WRITTEN PROBLEM:
Gather every line in the records below that contains the word "teeth", and copy each of those lines in full.

RECORD EXTRACTS:
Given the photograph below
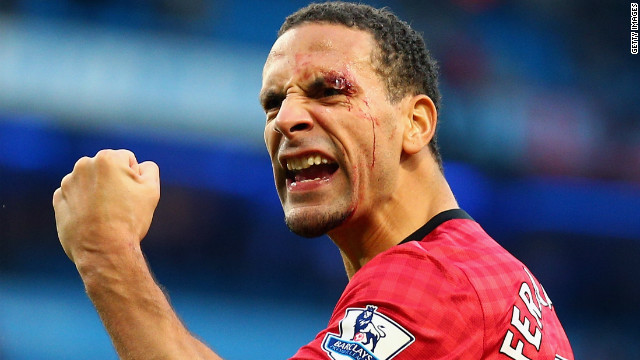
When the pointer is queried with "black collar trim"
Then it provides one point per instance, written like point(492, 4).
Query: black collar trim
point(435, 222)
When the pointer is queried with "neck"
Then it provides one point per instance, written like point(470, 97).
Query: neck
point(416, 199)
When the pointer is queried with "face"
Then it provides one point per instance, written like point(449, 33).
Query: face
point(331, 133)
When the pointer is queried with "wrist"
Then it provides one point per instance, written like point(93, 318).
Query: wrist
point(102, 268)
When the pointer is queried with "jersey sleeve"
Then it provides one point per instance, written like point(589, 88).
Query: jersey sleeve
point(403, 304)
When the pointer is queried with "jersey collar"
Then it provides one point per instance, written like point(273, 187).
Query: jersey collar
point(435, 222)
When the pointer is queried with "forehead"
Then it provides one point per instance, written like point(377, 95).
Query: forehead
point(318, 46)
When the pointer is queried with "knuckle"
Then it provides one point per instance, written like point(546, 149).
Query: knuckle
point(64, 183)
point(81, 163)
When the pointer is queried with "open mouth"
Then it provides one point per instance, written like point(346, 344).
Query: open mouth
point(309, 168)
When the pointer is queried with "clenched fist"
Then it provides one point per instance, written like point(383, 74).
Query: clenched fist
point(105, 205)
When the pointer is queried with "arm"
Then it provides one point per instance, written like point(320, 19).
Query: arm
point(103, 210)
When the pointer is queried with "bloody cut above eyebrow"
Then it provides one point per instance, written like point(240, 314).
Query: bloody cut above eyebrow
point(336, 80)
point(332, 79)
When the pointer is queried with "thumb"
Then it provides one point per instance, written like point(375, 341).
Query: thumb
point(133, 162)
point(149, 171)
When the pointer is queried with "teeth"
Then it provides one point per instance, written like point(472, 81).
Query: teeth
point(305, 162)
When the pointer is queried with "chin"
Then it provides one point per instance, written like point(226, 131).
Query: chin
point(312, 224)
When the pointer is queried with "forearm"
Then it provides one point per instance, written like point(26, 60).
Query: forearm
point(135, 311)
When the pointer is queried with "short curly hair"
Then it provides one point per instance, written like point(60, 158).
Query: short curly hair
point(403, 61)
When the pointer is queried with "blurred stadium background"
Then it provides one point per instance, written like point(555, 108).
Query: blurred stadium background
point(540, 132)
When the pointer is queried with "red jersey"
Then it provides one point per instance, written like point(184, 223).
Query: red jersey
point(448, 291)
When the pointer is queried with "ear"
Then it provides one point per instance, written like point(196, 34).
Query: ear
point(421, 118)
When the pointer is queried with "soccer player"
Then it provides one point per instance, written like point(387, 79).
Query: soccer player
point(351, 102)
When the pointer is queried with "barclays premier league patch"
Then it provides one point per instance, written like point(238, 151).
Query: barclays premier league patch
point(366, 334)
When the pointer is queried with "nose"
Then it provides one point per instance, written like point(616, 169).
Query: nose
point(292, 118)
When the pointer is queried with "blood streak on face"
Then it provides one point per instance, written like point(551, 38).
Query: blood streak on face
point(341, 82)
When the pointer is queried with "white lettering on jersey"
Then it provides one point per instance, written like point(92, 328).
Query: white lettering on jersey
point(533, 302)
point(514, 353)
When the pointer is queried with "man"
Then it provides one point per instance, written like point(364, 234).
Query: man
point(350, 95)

FINISHED TASK:
When the pointer is queried with "teeth"
Query: teeth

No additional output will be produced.